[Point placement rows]
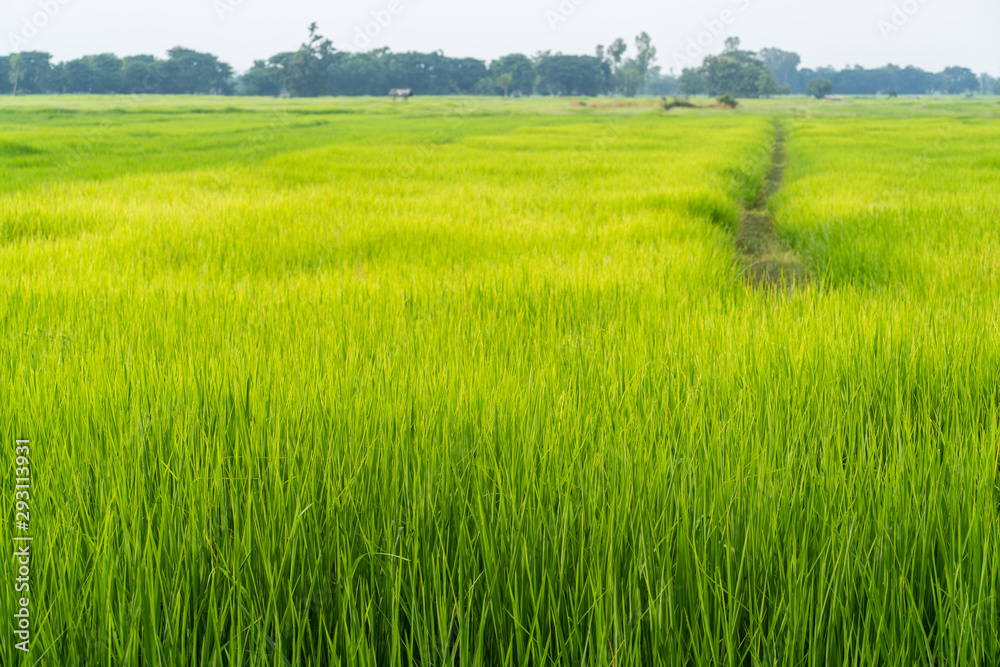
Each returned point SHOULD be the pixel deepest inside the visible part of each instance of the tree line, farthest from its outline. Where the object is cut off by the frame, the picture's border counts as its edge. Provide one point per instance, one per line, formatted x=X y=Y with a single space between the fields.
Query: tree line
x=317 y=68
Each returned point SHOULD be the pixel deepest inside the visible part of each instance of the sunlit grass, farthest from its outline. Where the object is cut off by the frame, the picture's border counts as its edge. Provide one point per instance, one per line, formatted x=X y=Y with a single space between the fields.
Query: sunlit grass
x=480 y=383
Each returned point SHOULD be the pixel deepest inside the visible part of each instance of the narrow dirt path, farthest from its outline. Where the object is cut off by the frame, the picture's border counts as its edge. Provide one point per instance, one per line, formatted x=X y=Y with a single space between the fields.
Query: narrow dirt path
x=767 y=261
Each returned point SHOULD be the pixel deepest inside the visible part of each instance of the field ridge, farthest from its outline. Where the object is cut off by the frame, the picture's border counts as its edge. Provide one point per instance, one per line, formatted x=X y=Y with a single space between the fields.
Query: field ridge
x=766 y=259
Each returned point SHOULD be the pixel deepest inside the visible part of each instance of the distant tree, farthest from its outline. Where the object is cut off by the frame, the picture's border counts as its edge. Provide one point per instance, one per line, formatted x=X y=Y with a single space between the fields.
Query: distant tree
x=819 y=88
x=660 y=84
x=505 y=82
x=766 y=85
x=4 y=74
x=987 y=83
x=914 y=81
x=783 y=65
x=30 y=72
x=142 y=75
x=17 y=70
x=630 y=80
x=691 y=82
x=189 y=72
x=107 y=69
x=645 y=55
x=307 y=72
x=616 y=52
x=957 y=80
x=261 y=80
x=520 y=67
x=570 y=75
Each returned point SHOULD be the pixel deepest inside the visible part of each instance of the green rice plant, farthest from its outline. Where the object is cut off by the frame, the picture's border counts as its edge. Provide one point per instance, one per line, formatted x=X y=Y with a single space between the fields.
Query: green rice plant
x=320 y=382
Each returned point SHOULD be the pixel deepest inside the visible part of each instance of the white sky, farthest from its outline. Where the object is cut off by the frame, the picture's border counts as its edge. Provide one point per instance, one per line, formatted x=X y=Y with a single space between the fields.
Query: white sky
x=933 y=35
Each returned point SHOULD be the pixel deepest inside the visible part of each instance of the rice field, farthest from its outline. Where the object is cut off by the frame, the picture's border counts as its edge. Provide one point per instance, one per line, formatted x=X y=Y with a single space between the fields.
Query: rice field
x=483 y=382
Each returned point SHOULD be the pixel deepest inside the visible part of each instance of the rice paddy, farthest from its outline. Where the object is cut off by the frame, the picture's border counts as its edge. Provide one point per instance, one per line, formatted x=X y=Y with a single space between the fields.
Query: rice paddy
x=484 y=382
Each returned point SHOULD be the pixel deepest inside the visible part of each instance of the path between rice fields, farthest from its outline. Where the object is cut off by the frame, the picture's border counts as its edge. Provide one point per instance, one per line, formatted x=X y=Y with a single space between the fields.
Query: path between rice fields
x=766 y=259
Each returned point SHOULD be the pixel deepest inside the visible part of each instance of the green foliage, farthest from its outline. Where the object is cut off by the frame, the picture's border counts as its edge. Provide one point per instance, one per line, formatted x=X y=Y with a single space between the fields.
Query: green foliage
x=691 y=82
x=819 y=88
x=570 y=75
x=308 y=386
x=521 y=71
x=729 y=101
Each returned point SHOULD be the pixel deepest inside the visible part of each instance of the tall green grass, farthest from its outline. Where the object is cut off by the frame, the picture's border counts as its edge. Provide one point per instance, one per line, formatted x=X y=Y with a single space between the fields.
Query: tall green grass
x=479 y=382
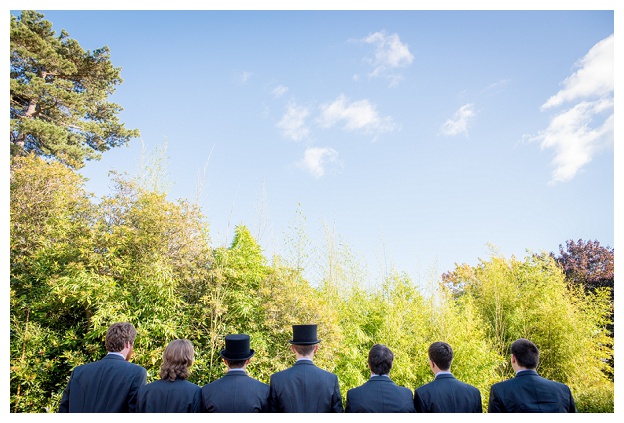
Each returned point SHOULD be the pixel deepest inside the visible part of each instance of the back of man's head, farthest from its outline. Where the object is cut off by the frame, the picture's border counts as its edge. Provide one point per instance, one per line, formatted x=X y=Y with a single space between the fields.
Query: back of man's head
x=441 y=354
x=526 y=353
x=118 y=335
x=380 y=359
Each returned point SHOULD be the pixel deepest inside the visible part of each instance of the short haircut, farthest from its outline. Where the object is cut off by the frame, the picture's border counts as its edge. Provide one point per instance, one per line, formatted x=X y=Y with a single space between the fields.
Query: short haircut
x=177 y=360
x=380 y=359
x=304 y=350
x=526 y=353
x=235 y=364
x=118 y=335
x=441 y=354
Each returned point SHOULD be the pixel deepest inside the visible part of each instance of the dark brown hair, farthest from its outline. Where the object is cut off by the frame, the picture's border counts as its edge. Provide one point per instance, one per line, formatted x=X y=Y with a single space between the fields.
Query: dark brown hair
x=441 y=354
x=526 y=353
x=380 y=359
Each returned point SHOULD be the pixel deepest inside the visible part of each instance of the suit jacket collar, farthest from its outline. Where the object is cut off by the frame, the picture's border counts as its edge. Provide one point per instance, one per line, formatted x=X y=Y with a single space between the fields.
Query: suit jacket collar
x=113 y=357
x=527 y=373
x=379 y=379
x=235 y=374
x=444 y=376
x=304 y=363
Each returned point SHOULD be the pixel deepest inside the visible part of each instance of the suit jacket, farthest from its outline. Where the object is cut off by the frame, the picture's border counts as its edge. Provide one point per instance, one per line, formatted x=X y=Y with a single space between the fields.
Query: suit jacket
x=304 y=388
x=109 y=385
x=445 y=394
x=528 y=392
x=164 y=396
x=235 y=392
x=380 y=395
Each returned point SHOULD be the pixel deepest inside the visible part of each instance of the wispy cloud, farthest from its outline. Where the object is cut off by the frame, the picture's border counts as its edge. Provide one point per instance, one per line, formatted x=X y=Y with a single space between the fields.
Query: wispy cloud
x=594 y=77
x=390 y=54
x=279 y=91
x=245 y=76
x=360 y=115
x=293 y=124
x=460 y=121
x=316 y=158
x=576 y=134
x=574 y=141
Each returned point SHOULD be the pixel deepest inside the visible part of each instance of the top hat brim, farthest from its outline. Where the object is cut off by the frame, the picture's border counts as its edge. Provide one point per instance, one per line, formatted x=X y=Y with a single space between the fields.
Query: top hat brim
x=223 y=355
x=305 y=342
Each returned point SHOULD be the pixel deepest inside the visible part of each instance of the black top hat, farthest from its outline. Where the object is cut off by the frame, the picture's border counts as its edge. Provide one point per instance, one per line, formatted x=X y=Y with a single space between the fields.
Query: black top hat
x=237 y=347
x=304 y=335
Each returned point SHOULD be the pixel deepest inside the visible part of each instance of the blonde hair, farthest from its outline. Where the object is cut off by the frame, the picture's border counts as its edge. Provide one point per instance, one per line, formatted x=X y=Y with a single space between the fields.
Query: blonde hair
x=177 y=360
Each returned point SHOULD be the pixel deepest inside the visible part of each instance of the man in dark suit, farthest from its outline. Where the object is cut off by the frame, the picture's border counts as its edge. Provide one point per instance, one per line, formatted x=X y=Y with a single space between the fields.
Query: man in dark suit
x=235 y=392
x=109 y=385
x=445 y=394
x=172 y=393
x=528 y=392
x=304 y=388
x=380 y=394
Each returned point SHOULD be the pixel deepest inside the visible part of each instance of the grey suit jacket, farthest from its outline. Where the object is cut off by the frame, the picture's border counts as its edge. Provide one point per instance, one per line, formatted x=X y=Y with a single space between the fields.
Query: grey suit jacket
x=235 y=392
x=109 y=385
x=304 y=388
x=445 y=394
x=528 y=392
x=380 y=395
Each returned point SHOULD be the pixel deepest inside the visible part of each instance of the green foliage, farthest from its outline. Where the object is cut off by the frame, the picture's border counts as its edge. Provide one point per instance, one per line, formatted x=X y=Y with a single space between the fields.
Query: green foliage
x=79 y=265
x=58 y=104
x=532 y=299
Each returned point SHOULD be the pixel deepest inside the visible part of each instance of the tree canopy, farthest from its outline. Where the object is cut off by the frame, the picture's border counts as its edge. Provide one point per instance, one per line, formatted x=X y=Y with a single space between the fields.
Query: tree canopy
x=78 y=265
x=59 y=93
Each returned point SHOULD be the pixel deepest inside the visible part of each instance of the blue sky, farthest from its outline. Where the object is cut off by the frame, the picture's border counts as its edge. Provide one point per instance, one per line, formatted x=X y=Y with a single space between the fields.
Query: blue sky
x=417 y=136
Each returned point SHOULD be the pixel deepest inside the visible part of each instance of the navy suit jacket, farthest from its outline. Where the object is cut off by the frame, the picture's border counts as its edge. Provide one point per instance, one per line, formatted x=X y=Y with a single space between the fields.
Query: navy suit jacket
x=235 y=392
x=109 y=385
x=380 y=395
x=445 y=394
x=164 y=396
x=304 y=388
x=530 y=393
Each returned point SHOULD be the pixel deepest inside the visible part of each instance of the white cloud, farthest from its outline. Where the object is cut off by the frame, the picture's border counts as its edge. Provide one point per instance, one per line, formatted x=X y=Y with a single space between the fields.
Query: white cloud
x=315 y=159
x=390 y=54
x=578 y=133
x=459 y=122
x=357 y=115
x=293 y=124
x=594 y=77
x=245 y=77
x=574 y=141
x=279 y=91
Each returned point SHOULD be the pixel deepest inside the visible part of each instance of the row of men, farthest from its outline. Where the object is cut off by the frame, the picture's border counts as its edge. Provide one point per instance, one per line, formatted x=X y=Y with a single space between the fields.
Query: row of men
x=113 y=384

What you will do ->
Please reproduce the rows starting at the one containing "jacket collar, farthest" and ending at the one containing "x=304 y=363", swapping "outline" for "boundary" and leaving everything else unchanged.

Response ->
Each returned point SHOULD be the pixel deepest inside the visible part of each instance of the suit jacket collar, farthest from its boundary. Where the object is cut off by the frame, the picture's border counts as its edge. Provide one point per instance, one per line, formatted x=X y=Y with a single space between the fields.
Query: suit jacket collar
x=113 y=357
x=527 y=373
x=379 y=379
x=235 y=374
x=444 y=376
x=304 y=363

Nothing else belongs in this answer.